==== Input data ====
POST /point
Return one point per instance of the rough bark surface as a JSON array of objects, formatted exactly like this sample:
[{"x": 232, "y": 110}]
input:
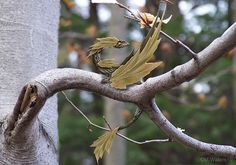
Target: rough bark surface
[{"x": 28, "y": 47}]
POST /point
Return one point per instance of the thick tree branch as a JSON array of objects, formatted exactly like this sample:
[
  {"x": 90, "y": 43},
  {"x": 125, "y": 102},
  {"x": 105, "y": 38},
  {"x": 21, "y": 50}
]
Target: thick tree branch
[
  {"x": 191, "y": 69},
  {"x": 53, "y": 81},
  {"x": 176, "y": 135}
]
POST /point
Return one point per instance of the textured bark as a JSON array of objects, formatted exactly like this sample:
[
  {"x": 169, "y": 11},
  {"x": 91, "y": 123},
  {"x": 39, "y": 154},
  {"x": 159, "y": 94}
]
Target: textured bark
[
  {"x": 28, "y": 37},
  {"x": 114, "y": 109},
  {"x": 50, "y": 82},
  {"x": 30, "y": 142}
]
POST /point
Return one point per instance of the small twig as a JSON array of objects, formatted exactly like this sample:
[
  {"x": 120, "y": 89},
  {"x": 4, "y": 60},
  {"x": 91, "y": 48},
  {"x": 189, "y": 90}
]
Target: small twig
[
  {"x": 135, "y": 118},
  {"x": 175, "y": 41},
  {"x": 106, "y": 129}
]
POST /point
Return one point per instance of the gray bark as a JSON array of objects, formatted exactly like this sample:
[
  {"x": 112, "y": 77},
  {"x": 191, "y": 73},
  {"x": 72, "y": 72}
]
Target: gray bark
[
  {"x": 56, "y": 80},
  {"x": 28, "y": 37},
  {"x": 232, "y": 8},
  {"x": 114, "y": 109}
]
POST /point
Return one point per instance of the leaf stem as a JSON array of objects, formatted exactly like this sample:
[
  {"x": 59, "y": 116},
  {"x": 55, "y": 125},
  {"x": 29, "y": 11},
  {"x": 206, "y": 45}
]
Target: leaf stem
[{"x": 107, "y": 129}]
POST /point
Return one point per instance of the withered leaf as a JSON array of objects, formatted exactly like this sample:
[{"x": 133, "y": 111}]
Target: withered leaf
[
  {"x": 148, "y": 19},
  {"x": 107, "y": 42},
  {"x": 137, "y": 67},
  {"x": 104, "y": 143},
  {"x": 108, "y": 63}
]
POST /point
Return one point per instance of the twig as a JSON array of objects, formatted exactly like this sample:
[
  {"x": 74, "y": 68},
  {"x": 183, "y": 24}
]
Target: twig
[
  {"x": 106, "y": 129},
  {"x": 135, "y": 118},
  {"x": 175, "y": 41}
]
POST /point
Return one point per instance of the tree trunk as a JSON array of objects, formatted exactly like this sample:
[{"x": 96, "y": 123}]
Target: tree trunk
[
  {"x": 28, "y": 37},
  {"x": 114, "y": 109},
  {"x": 232, "y": 8}
]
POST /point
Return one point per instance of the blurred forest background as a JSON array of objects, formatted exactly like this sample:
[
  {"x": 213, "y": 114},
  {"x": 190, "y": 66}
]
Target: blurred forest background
[{"x": 204, "y": 107}]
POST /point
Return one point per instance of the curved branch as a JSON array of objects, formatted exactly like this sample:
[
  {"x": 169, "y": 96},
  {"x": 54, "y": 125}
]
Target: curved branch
[
  {"x": 193, "y": 68},
  {"x": 176, "y": 135},
  {"x": 53, "y": 81}
]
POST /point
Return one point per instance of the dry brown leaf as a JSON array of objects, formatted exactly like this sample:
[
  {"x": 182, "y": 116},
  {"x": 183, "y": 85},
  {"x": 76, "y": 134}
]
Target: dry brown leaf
[
  {"x": 108, "y": 63},
  {"x": 104, "y": 143},
  {"x": 137, "y": 67}
]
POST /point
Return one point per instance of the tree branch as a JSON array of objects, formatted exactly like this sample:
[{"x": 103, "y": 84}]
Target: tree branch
[
  {"x": 191, "y": 69},
  {"x": 53, "y": 81},
  {"x": 176, "y": 135}
]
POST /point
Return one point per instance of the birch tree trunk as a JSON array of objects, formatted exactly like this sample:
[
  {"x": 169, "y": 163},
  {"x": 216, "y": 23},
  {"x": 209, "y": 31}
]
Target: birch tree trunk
[
  {"x": 233, "y": 10},
  {"x": 114, "y": 109},
  {"x": 28, "y": 47}
]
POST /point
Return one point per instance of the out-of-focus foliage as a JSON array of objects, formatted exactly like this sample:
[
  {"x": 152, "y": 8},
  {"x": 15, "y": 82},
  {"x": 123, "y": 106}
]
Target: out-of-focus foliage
[{"x": 203, "y": 107}]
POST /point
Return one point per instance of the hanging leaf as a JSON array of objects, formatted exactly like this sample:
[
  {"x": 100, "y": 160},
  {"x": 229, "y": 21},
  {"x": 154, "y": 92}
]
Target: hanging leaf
[
  {"x": 108, "y": 63},
  {"x": 148, "y": 19},
  {"x": 101, "y": 43},
  {"x": 104, "y": 143},
  {"x": 137, "y": 67}
]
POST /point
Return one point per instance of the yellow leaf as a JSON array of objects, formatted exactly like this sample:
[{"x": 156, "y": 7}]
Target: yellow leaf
[
  {"x": 137, "y": 67},
  {"x": 108, "y": 63},
  {"x": 149, "y": 19},
  {"x": 104, "y": 143},
  {"x": 101, "y": 43},
  {"x": 223, "y": 102}
]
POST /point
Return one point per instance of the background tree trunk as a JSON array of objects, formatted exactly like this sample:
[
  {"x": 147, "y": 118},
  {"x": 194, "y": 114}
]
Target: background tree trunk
[
  {"x": 28, "y": 37},
  {"x": 114, "y": 109},
  {"x": 232, "y": 9}
]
====
Task to carry out: Please print the entries shown above again, exactly, and skip the pictures.

Response to this exercise:
POST /point
Return one point per instance of the rough bark surface as a JSON array of objects, formatted exactly like this sample:
[{"x": 232, "y": 110}]
input:
Target: rough bark surface
[{"x": 28, "y": 47}]
POST /point
Return one point per instance of the thick tree branch as a JSON array of objects, formatted exactly like this sample:
[
  {"x": 90, "y": 43},
  {"x": 125, "y": 102},
  {"x": 105, "y": 38},
  {"x": 21, "y": 50}
]
Target: thick tree branch
[
  {"x": 191, "y": 69},
  {"x": 53, "y": 81},
  {"x": 176, "y": 135}
]
POST /point
Return one point per instance of the textured bark as a JSON array of objects, formatted exactly like this sample:
[
  {"x": 169, "y": 11},
  {"x": 91, "y": 123},
  {"x": 39, "y": 154},
  {"x": 159, "y": 94}
]
Target: textured bark
[
  {"x": 28, "y": 37},
  {"x": 114, "y": 109},
  {"x": 50, "y": 82},
  {"x": 30, "y": 142}
]
POST /point
Return one point per instance of the small twig as a JSON array of objects, formatted exactly like this sample:
[
  {"x": 120, "y": 89},
  {"x": 4, "y": 60},
  {"x": 91, "y": 48},
  {"x": 189, "y": 90}
]
Target: small twig
[
  {"x": 135, "y": 118},
  {"x": 175, "y": 41},
  {"x": 106, "y": 129}
]
POST /point
Return one point per instance of the gray bark as a JSON array of objects, formatted exactly like this sample:
[
  {"x": 112, "y": 77},
  {"x": 191, "y": 73},
  {"x": 72, "y": 72}
]
Target: gray bark
[
  {"x": 56, "y": 80},
  {"x": 28, "y": 37},
  {"x": 232, "y": 8},
  {"x": 114, "y": 109}
]
POST /point
Return one point per instance of the leaf stem as a JSON array of objects, formatted exactly like this sample:
[
  {"x": 59, "y": 116},
  {"x": 55, "y": 125},
  {"x": 29, "y": 11},
  {"x": 206, "y": 45}
]
Target: leaf stem
[{"x": 107, "y": 129}]
POST /point
Return one point per instance of the withered leaf as a JSON array of objects, formatted exactly like this sample:
[{"x": 133, "y": 111}]
Target: withered leaf
[
  {"x": 148, "y": 19},
  {"x": 107, "y": 42},
  {"x": 137, "y": 67},
  {"x": 104, "y": 143},
  {"x": 108, "y": 63}
]
POST /point
Return one point per instance of the twig as a JSON array of objects, formatted exactly like this sample:
[
  {"x": 74, "y": 68},
  {"x": 183, "y": 24}
]
Target: twig
[
  {"x": 106, "y": 129},
  {"x": 135, "y": 118},
  {"x": 175, "y": 41}
]
POST /point
Return one point per instance of the tree trunk as a JSON array of objects, formatted exactly like this sample:
[{"x": 96, "y": 123}]
Target: tree trunk
[
  {"x": 28, "y": 37},
  {"x": 114, "y": 109},
  {"x": 232, "y": 8}
]
POST /point
Return one point per instance of the blurred forest background as a JSON array of objects, formatted exactly like this sample:
[
  {"x": 213, "y": 114},
  {"x": 190, "y": 66}
]
Target: blurred forest background
[{"x": 204, "y": 107}]
POST /point
Return one point per instance of the curved branch as a JSON array of objects, formatted exactly like this sample:
[
  {"x": 169, "y": 96},
  {"x": 54, "y": 125}
]
Target: curved branch
[
  {"x": 193, "y": 68},
  {"x": 176, "y": 135},
  {"x": 53, "y": 81}
]
POST /point
Return one point per instance of the dry brown leaf as a JSON array of objects, formatted exactly like this sample:
[
  {"x": 182, "y": 116},
  {"x": 183, "y": 85},
  {"x": 76, "y": 134}
]
Target: dry brown leaf
[
  {"x": 108, "y": 63},
  {"x": 104, "y": 143},
  {"x": 137, "y": 67}
]
POST /point
Return one point per instance of the tree branch as a JSON array of objects, formatted exactly like this sample:
[{"x": 103, "y": 84}]
Target: tree branch
[
  {"x": 191, "y": 69},
  {"x": 53, "y": 81},
  {"x": 176, "y": 135}
]
POST /point
Return one point per instance of the birch tree trunk as a JSON array of objects, formatted exactly like this sample:
[
  {"x": 169, "y": 163},
  {"x": 216, "y": 23},
  {"x": 209, "y": 31}
]
Target: birch tree trunk
[
  {"x": 233, "y": 10},
  {"x": 114, "y": 109},
  {"x": 28, "y": 47}
]
POST /point
Return one point per instance of the out-of-focus foliage as a JSON array of objects, formatted exactly like this sample:
[
  {"x": 152, "y": 8},
  {"x": 15, "y": 82},
  {"x": 123, "y": 106}
]
Target: out-of-focus foliage
[{"x": 203, "y": 107}]
POST /point
Return one point per instance of the hanging leaf as a JSON array of objects, formatted exactly like this sample:
[
  {"x": 100, "y": 160},
  {"x": 229, "y": 21},
  {"x": 154, "y": 92}
]
Target: hanging leaf
[
  {"x": 108, "y": 63},
  {"x": 148, "y": 19},
  {"x": 101, "y": 43},
  {"x": 104, "y": 143},
  {"x": 137, "y": 67}
]
POST /point
Return one point per instance of the yellow leaf as a JSON array of objects, formatted exactly like this sample:
[{"x": 156, "y": 7}]
Target: yellow leaf
[
  {"x": 137, "y": 67},
  {"x": 108, "y": 63},
  {"x": 149, "y": 19},
  {"x": 104, "y": 143},
  {"x": 101, "y": 43},
  {"x": 223, "y": 102}
]
POST /point
Return one point per instance of the background tree trunk as a JSON array of objects, formatted exactly like this sample:
[
  {"x": 147, "y": 118},
  {"x": 194, "y": 114}
]
Target: background tree trunk
[
  {"x": 28, "y": 37},
  {"x": 114, "y": 109},
  {"x": 232, "y": 9}
]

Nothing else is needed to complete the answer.